EXERCISE INSTRUCTIONS:
A: In the passage on integrity, what are the two main fronts named?
B: Reproduce word for word the stretch of the passage on integrity from "There are two" through "need to have.".

##### PASSAGE SHOWN #####

There are two main fronts: implementation feasibility and ethical-philosophical resistance. The first is more than reasonable that it needs to be addressed by a collegiate format and is part of a second phase after the ethical-philosophical resistance is addressed and is set in the public and square discussion we need to have.
Addressing the elephant in the room
The lack of integrity in today’s world is nothing less than the greatest and most disruptive force of our time – whether economically, politically, culturally, or socially and most particularly personal. We have grown so callous to our lack of integrity that is an undertow current underneath all disruptions throughout society and human’s endeavors. When we criticize politicians or corporations for their lack of ethical standards or immoral behavior, ‘we all fail to recognize the plank in our own eye and only see the speck of sawdust in theirs’ (Matthew 7:3–5). This calloused ethical reality is the result of our lifelong, seemingly insignificant and small dishonest misdemeanors in everyday life.

##### MATERIAL #####

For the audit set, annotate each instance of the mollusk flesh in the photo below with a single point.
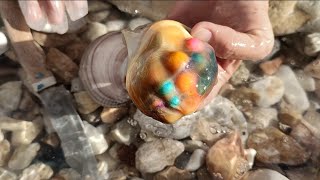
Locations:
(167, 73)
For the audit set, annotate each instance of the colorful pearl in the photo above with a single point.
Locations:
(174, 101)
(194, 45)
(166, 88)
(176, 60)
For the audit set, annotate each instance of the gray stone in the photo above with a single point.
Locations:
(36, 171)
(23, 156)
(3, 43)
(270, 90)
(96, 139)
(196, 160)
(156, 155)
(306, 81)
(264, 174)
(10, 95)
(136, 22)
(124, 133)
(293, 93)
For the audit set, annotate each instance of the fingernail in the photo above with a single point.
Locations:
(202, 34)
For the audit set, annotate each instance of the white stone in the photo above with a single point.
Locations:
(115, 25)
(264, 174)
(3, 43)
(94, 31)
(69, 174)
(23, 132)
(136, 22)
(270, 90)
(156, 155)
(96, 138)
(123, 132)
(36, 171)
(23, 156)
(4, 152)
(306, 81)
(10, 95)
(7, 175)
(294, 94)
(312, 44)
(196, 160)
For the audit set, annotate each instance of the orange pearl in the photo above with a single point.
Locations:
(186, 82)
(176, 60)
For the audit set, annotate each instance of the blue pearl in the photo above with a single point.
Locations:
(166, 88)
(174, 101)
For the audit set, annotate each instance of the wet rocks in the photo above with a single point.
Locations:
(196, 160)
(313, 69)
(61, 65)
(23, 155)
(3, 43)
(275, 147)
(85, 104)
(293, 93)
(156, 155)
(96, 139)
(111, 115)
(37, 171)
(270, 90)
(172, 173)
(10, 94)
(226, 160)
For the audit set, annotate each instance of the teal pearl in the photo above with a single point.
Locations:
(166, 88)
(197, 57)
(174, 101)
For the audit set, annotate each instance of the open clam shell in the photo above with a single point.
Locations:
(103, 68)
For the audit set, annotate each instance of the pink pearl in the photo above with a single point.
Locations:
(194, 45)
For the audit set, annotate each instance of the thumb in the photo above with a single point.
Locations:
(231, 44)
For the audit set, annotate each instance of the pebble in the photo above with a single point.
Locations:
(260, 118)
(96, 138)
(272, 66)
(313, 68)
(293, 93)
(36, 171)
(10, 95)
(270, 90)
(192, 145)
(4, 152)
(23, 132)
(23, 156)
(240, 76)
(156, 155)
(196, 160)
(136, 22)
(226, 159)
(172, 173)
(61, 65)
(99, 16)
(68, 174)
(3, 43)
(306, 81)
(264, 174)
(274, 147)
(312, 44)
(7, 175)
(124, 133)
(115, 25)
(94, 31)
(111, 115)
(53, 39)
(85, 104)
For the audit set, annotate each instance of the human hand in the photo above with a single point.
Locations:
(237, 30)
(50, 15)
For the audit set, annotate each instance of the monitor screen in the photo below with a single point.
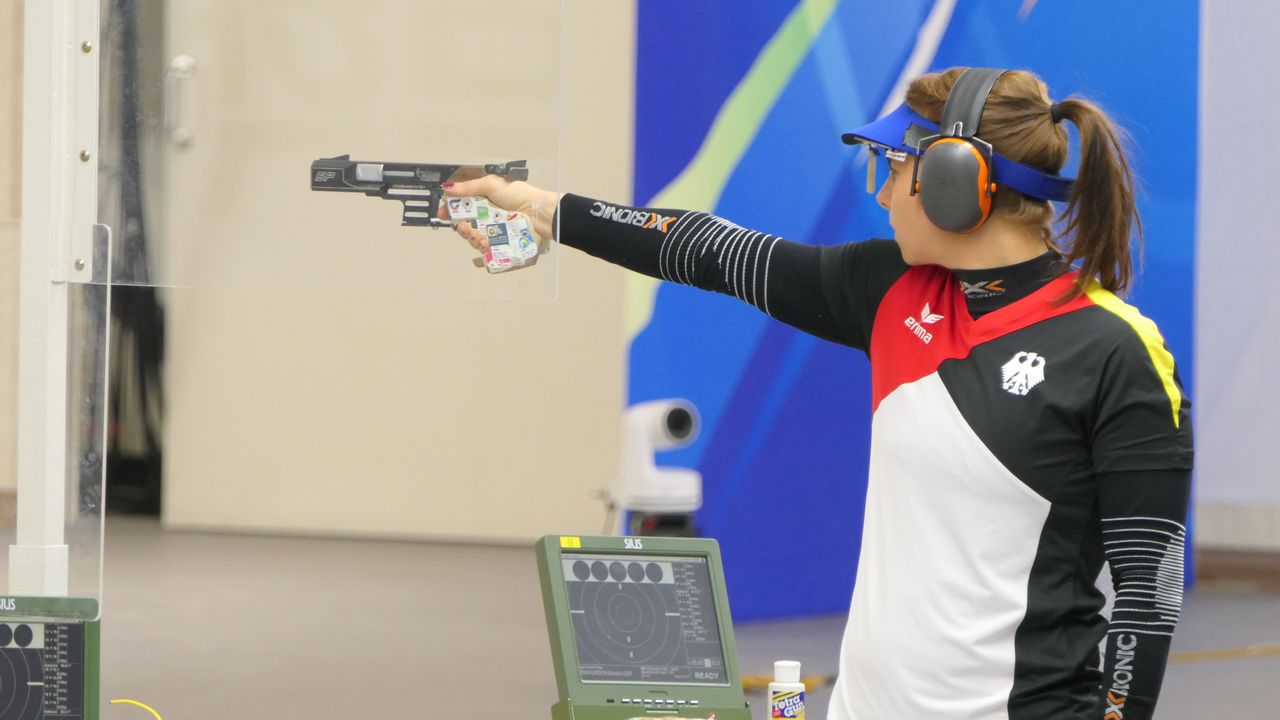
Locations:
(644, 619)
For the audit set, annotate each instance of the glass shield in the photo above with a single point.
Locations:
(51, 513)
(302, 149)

#####
##### MATERIAL #####

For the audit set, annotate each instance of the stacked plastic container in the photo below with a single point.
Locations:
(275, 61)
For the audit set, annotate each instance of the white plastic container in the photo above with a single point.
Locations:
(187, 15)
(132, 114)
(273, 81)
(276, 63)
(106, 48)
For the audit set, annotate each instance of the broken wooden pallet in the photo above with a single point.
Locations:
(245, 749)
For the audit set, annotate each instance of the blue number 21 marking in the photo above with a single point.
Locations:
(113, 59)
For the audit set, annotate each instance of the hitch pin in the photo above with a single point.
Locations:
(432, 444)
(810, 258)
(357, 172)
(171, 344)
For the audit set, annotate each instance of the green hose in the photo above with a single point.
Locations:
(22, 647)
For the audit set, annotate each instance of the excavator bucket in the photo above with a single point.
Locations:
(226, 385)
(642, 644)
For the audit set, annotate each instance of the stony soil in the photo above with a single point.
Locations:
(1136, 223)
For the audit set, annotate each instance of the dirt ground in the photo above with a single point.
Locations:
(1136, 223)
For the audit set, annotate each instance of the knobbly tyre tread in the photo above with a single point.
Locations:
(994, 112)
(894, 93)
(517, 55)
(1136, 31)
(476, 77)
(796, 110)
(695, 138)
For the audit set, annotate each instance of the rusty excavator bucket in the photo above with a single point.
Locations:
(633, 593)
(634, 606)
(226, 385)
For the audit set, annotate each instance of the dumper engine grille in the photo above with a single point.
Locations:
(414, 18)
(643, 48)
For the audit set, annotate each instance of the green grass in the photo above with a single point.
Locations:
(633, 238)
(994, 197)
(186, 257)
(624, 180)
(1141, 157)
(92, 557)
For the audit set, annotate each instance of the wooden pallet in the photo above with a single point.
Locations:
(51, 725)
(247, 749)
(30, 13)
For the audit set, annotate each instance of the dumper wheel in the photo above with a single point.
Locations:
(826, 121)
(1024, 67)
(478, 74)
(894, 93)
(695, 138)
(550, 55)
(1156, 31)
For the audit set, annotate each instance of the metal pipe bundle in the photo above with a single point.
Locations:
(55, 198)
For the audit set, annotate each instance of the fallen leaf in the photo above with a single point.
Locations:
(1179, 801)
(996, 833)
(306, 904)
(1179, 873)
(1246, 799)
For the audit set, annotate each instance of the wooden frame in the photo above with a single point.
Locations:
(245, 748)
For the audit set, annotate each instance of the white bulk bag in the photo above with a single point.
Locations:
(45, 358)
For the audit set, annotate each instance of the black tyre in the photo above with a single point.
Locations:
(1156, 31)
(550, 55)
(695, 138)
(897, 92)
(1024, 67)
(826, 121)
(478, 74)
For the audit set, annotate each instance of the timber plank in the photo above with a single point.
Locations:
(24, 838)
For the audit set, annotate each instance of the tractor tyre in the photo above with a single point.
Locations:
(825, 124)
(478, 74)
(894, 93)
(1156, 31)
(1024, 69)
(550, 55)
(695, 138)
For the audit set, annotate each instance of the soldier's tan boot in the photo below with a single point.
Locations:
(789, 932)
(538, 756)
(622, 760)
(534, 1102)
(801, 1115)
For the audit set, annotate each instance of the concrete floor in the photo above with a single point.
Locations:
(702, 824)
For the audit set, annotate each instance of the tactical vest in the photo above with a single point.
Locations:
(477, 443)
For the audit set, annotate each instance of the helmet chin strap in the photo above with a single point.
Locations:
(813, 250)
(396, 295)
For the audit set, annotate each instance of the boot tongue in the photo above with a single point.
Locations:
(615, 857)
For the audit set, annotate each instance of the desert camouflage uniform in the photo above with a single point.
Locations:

#####

TASK RESPONSES:
A: Implementation feasibility and ethical-philosophical resistance.

B:
There are two main fronts: implementation feasibility and ethical-philosophical resistance. The first is more than reasonable that it needs to be addressed by a collegiate format and is part of a second phase after the ethical-philosophical resistance is addressed and is set in the public and square discussion we need to have.